* **Exercise description**: Copy every line of the data in which the word "handle" occurs.

════════

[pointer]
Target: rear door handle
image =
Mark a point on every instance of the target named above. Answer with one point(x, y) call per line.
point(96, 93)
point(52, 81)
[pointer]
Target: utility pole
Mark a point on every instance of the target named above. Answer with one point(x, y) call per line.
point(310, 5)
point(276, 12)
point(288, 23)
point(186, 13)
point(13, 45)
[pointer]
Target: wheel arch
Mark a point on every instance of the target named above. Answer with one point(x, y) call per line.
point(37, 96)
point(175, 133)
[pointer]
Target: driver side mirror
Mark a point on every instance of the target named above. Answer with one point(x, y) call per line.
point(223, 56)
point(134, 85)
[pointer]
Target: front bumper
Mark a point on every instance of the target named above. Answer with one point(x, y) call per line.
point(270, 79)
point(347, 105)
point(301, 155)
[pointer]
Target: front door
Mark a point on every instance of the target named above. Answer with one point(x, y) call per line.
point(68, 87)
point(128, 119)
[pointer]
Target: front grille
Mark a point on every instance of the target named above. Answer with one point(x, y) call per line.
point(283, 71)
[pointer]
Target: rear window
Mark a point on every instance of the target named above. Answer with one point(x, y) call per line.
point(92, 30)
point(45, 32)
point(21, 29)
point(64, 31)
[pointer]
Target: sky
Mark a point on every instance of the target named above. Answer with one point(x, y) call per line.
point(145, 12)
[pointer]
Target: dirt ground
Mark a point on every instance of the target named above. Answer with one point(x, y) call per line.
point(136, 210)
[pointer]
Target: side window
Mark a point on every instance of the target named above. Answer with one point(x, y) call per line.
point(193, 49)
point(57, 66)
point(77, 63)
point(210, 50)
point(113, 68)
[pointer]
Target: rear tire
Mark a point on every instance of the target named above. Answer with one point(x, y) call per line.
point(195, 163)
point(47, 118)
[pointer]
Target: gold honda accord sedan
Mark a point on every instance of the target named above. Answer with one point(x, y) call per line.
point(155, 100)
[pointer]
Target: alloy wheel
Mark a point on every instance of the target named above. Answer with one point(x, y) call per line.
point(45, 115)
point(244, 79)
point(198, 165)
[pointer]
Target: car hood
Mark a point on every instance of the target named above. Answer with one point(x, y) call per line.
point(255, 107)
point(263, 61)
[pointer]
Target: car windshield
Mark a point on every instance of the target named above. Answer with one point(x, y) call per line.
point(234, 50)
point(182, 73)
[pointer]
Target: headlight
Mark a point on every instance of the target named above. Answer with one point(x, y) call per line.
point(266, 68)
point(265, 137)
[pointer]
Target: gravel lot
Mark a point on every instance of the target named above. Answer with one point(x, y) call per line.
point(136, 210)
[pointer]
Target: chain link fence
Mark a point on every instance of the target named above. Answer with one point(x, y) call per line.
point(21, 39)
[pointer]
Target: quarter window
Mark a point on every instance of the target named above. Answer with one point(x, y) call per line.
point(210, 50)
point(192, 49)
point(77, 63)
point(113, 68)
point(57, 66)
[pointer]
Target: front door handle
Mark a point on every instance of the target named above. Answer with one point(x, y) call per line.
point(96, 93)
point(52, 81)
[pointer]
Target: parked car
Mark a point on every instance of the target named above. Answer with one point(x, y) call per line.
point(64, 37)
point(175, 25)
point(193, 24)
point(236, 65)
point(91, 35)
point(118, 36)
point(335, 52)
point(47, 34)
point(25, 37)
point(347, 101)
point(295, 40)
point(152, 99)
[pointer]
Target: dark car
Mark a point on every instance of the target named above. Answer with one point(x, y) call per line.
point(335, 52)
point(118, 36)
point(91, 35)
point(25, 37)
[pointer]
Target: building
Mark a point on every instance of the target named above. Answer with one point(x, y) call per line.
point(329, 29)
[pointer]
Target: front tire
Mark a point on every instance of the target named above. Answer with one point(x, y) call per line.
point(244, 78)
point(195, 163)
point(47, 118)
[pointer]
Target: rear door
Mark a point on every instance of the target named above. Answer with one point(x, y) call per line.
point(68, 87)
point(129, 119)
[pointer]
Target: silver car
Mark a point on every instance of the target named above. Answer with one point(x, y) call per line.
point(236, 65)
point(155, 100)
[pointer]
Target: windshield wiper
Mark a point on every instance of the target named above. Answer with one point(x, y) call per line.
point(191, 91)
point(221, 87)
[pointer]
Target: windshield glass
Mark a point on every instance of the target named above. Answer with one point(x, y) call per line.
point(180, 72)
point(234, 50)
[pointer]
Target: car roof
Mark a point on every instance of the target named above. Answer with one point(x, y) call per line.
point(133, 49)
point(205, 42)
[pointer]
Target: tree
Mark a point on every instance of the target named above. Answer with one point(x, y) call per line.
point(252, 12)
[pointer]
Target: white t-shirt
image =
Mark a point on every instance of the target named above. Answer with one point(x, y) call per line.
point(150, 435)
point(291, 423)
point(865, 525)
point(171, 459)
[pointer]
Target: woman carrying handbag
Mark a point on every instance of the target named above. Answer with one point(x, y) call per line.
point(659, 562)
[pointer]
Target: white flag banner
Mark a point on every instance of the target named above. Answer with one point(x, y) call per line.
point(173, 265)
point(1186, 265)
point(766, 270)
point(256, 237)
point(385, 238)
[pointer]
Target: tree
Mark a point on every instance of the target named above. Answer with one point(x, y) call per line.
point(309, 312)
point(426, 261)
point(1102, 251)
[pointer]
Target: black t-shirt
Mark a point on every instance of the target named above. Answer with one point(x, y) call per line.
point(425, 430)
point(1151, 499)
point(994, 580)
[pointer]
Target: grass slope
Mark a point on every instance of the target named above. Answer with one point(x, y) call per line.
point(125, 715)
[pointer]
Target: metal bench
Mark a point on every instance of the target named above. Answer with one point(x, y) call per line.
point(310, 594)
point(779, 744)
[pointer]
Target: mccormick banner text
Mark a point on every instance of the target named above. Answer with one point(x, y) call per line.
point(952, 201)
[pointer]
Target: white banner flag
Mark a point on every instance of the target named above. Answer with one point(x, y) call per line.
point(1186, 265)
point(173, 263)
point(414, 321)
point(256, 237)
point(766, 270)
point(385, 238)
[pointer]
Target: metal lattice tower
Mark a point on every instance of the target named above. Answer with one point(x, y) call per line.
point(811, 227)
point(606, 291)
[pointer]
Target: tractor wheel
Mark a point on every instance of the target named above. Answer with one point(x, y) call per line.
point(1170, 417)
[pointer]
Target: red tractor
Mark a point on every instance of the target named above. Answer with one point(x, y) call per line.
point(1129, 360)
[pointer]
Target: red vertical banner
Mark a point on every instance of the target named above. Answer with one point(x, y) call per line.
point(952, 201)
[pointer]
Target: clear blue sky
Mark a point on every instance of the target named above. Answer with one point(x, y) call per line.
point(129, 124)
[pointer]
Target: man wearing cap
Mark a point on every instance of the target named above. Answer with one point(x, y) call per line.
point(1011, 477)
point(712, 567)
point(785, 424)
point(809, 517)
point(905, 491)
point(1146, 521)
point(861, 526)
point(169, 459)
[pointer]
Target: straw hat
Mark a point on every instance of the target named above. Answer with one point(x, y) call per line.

════════

* **Answer to this task**:
Target: rear door handle
Target: front door handle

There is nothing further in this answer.